### PAGE TEXT
** Begin **

Another aging Rust Belt metropolis
discovers that Rome wasn't built in a day.
But it was built

by Jennifer Halperin
Illustrations by Daisy Langston Juarez

City officials in Cleveland knew there was a problem when they looked at the U.S. Census figures: During the previous decade, the city had lost 2.4 percent of its population, the largest loss of any major city in the United States.

A special study was commissioned to assess the situation, identify causes and come up with solutions. Its conclusion: "There is a basic trend of migration which for the past decade has been from the older established sections to the relatively underdeveloped communities on the periphery.

"A major portion of the population of Cleveland, which has the highest standard of living and the most desirable characteristics from a civic viewpoint, is leaving corporate Cleveland. From a dollars and cents standpoint, the population trends ... have reached significant proportions. If they are permitted to continue without hindrance, the whole structure of the central city is jeopardized."

Nothing surprising, when the terms "urban sprawl" and "edge cities" have become part of everyday vernacular—except this dilemma describes Cleveland 60 years ago.

Like many aging metropolises, Cleveland today is battling the decay and decline left behind when those citizens with the highest standard of living migrate farther and farther away from the core of the city. And like many metro areas, Cleveland is attempting to stem the tide with regionwide measures aimed at forestalling continued suburban sprawl.

The effort shows some signs of success. But it also illustrates what communities are up against when they try to reach across political and geographic boundaries to seek regional solutions—problems, attitudes, social forces, development patterns that evolved over decades won't change overnight. As the saying goes, Rome—or its empire—wasn't built in a day.


Or a century. Around 1900, wealthy residents of Cleveland's famed Millionaires' Row began leaving their urban mansions for places outside the city limits when the district's residential nature started to change.

** End **

Stored dataset items
** Begin **

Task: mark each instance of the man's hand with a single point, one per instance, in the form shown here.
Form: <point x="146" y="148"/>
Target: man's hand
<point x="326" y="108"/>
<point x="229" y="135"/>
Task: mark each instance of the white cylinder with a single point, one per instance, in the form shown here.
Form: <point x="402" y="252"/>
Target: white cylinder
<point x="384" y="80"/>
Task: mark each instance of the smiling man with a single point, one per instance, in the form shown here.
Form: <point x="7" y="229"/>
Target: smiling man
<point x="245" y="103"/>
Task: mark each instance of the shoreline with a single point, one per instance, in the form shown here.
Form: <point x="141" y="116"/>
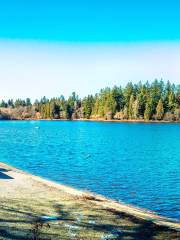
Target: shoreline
<point x="94" y="120"/>
<point x="101" y="201"/>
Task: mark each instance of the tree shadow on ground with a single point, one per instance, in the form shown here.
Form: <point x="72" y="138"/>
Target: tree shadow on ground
<point x="138" y="230"/>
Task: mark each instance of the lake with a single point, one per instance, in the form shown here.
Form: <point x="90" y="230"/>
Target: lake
<point x="136" y="163"/>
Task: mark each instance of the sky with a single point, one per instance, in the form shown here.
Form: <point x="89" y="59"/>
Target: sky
<point x="51" y="47"/>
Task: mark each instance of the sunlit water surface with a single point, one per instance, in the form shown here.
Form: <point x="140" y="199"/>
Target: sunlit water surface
<point x="132" y="162"/>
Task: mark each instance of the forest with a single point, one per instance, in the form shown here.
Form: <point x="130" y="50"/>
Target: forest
<point x="154" y="101"/>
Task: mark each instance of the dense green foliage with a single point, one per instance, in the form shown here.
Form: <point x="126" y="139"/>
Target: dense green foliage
<point x="155" y="101"/>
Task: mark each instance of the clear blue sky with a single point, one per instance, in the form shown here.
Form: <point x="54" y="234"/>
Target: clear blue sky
<point x="90" y="20"/>
<point x="53" y="47"/>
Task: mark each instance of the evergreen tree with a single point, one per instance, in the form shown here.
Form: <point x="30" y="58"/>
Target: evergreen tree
<point x="160" y="110"/>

** End **

### PROBLEM DETAILS
Reproduce everything in the article on Cleveland's population loss from "A special study" down to "on the periphery.".

### WRITTEN RESPONSE
A special study was commissioned to assess the situation, identify causes and come up with solutions. Its conclusion: "There is a basic trend of migration which for the past decade has been from the older established sections to the relatively underdeveloped communities on the periphery.